Task directions: Please give back word for word the lines below, from the first one through the one with "One point rides on each instance of the jacket cuff, each".

Provided records:
>>>

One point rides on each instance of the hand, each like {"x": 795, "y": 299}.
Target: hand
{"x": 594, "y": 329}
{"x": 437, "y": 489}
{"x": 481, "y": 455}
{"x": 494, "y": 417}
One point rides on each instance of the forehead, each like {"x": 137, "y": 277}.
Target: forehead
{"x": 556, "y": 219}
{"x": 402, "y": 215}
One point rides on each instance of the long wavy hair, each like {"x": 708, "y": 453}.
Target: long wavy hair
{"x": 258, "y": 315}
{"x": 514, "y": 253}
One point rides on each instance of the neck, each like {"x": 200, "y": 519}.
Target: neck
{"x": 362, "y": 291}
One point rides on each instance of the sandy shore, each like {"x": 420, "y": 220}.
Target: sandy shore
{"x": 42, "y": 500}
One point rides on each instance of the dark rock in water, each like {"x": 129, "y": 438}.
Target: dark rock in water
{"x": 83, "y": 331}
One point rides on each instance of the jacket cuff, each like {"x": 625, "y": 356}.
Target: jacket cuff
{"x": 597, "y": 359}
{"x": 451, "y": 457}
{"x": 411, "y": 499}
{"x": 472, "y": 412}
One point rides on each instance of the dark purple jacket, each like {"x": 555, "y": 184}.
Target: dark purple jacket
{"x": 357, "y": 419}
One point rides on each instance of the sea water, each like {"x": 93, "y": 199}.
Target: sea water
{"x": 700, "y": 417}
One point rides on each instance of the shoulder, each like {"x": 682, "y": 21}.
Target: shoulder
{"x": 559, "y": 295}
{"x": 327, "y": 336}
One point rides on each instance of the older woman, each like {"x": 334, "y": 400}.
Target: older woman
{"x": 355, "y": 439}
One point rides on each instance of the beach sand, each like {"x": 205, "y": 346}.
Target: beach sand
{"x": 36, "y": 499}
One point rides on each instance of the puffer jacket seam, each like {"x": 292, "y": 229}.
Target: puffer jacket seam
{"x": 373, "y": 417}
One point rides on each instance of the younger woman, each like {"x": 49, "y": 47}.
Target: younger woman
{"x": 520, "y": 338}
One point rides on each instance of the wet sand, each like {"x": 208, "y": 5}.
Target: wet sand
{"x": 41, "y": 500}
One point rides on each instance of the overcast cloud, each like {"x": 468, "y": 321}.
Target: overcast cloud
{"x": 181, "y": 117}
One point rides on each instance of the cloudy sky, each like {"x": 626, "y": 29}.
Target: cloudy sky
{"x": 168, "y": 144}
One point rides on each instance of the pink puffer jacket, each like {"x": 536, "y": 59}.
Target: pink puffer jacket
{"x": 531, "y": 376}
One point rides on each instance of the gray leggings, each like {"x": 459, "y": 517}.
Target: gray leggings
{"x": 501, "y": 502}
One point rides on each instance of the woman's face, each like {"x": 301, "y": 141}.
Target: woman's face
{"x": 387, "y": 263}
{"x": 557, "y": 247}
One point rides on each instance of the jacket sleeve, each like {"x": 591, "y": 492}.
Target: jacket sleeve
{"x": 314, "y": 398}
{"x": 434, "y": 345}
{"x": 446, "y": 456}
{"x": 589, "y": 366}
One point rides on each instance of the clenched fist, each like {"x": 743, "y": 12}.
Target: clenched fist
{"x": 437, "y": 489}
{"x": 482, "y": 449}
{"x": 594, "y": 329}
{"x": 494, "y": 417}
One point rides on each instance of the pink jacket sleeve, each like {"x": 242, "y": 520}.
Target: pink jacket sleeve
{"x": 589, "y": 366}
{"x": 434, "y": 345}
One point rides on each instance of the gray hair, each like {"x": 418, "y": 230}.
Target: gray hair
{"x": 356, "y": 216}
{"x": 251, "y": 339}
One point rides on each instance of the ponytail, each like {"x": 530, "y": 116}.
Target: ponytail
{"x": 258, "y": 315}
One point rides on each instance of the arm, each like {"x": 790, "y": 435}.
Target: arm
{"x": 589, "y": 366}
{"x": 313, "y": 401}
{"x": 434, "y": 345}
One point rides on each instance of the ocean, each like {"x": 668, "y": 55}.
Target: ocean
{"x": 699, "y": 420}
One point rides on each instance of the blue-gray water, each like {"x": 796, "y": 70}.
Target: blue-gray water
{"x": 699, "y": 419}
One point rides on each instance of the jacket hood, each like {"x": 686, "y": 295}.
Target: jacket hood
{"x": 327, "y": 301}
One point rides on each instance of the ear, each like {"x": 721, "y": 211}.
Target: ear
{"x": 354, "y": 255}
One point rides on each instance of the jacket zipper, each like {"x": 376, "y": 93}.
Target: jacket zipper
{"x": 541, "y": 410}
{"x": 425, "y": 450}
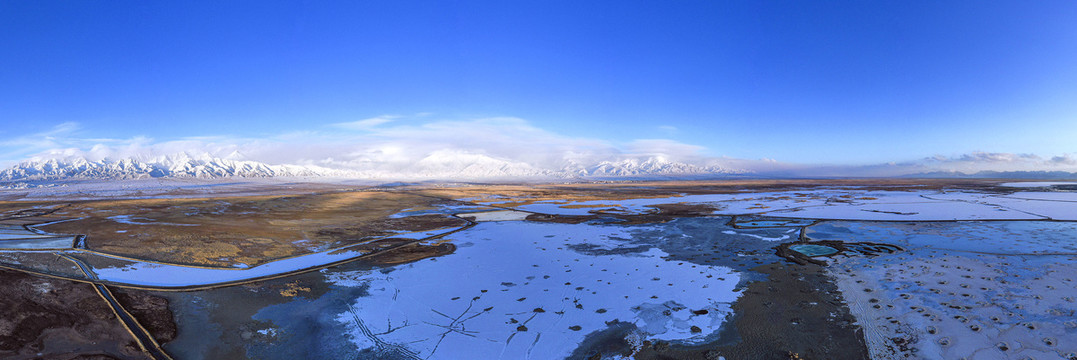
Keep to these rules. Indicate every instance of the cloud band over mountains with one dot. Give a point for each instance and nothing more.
(391, 148)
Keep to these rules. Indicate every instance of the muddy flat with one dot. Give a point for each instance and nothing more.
(689, 270)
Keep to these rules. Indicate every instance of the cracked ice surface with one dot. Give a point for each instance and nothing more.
(516, 290)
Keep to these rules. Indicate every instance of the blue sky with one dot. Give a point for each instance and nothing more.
(799, 82)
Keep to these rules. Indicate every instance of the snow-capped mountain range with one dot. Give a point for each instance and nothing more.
(436, 166)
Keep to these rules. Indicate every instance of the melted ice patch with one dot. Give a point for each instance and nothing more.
(516, 290)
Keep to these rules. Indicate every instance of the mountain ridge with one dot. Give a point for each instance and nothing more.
(438, 165)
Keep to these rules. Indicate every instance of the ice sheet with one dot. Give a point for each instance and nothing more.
(545, 287)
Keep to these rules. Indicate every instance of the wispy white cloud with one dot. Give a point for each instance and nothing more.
(422, 143)
(365, 124)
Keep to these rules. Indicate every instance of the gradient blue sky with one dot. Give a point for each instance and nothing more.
(811, 82)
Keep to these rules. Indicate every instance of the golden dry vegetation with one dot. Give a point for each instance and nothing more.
(247, 230)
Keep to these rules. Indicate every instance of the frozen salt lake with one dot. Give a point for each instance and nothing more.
(517, 290)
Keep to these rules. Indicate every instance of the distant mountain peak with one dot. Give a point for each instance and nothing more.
(437, 165)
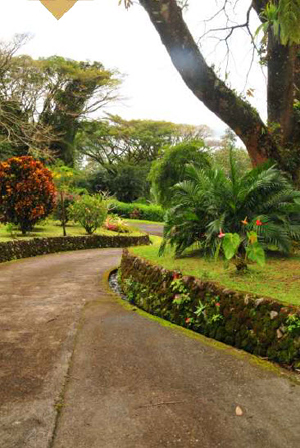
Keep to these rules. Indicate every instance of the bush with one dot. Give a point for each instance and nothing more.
(27, 192)
(90, 212)
(17, 249)
(210, 204)
(170, 168)
(139, 211)
(58, 213)
(258, 325)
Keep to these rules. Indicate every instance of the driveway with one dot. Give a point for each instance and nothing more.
(79, 369)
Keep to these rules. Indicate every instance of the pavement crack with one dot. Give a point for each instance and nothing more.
(60, 400)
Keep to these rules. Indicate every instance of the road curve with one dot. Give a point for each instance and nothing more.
(78, 369)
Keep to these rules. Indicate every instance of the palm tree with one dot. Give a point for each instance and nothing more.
(210, 201)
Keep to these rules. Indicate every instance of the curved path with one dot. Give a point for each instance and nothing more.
(81, 370)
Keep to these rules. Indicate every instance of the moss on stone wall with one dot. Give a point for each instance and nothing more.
(256, 324)
(39, 246)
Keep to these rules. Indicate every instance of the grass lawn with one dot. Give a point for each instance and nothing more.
(279, 278)
(137, 221)
(52, 228)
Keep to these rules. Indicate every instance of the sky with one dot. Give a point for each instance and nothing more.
(100, 30)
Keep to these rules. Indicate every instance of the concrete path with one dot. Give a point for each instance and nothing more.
(81, 370)
(153, 229)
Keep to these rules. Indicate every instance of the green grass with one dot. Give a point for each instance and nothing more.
(141, 221)
(52, 228)
(278, 279)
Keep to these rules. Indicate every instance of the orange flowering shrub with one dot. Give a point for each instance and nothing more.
(27, 192)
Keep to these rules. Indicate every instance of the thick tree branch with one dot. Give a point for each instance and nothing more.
(259, 5)
(238, 114)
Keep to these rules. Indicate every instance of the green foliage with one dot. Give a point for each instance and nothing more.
(90, 212)
(242, 249)
(231, 243)
(256, 253)
(114, 140)
(42, 101)
(283, 18)
(293, 324)
(170, 168)
(146, 212)
(27, 192)
(209, 201)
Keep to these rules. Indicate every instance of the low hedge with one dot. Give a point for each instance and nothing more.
(261, 326)
(39, 246)
(138, 211)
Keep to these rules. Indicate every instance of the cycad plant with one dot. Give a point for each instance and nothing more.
(210, 204)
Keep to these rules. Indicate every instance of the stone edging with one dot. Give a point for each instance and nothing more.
(17, 249)
(259, 325)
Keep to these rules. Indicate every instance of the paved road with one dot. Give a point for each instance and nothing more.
(153, 229)
(80, 370)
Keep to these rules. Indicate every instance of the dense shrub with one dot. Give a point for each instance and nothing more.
(169, 169)
(27, 192)
(90, 212)
(138, 211)
(39, 246)
(116, 224)
(59, 214)
(258, 325)
(210, 204)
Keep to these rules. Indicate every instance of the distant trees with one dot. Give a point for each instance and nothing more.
(278, 50)
(42, 101)
(170, 168)
(27, 192)
(115, 140)
(121, 151)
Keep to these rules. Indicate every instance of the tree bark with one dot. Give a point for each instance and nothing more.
(281, 68)
(237, 113)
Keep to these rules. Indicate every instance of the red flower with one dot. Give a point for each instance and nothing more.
(221, 234)
(245, 222)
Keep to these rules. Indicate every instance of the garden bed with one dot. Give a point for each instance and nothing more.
(17, 249)
(257, 324)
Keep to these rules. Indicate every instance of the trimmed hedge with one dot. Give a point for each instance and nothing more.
(258, 325)
(141, 211)
(39, 246)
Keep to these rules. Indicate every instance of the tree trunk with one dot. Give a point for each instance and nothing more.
(237, 113)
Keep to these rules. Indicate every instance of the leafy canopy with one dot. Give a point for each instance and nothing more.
(209, 202)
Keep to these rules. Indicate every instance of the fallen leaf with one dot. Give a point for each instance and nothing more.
(238, 411)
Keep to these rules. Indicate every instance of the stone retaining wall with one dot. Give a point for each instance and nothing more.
(259, 325)
(39, 246)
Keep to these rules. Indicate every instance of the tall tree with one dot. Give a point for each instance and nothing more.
(42, 101)
(114, 140)
(281, 23)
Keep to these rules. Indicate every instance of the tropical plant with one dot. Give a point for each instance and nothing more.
(90, 211)
(27, 192)
(242, 248)
(210, 204)
(170, 167)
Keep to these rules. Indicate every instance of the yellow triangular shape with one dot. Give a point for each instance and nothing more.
(58, 7)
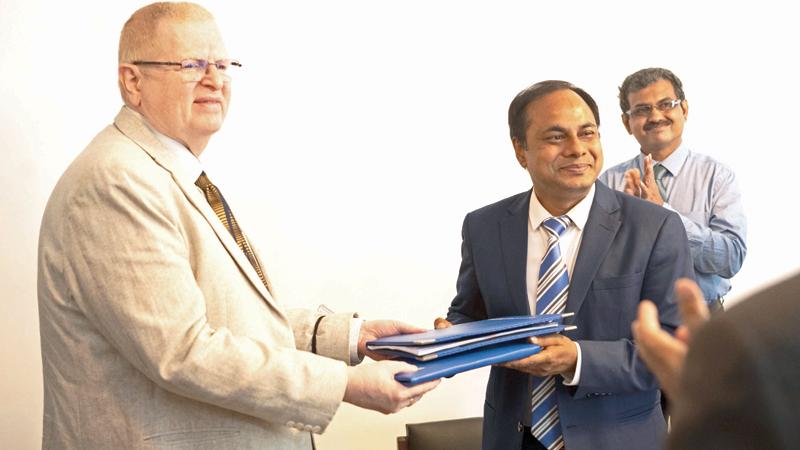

<<<

Reply:
One point rides on each instance of the hand, each like {"x": 795, "y": 299}.
Target: hand
{"x": 594, "y": 329}
{"x": 437, "y": 489}
{"x": 481, "y": 455}
{"x": 494, "y": 417}
One point rides on each instance of the forehead, each like {"x": 137, "y": 277}.
Target: forehead
{"x": 556, "y": 219}
{"x": 402, "y": 215}
One point rides on each instance of the long wavy hair, each like {"x": 708, "y": 453}.
Target: long wavy hair
{"x": 258, "y": 315}
{"x": 514, "y": 253}
One point rides on each instance of the neck, each like {"x": 200, "y": 519}.
Target: neck
{"x": 362, "y": 291}
One point rides on each instance of the sandy shore, each like {"x": 420, "y": 220}.
Target: sandy shore
{"x": 42, "y": 500}
One point rides on each instance of the dark rock in water, each like {"x": 129, "y": 438}.
Target: dark rock in water
{"x": 83, "y": 331}
One point rides on each instance of the jacket cuff, each like {"x": 625, "y": 356}.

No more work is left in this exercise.